Work task> Write the records out again, exactly.

Records for processing>

=== Begin Enclosure ===

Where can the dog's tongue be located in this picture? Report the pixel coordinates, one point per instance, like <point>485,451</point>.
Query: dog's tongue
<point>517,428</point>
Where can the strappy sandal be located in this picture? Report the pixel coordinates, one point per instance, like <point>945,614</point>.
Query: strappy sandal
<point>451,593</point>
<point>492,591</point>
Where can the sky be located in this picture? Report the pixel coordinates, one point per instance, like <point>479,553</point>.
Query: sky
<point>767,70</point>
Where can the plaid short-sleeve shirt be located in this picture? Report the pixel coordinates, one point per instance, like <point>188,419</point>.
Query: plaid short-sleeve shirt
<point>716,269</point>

=== End Enclosure ===

The answer>
Where can the dog's tongue be located in this picture? Report the pixel coordinates, one point per instance, like <point>485,451</point>.
Query: dog's tongue
<point>517,428</point>
Where can the strappy sandal be located in this picture? Report the pixel coordinates, one point per instance, like <point>945,614</point>.
Query: strappy sandal
<point>451,593</point>
<point>492,591</point>
Where can the sky be located in this picture? Report the pixel coordinates, one point per instance, like <point>479,553</point>.
Query: sky
<point>767,70</point>
Where can the plaid short-sleeve shirt be located in this picture? Report the pixel coordinates, one point per instance, like <point>188,419</point>.
Query: plaid short-sleeve shirt
<point>716,269</point>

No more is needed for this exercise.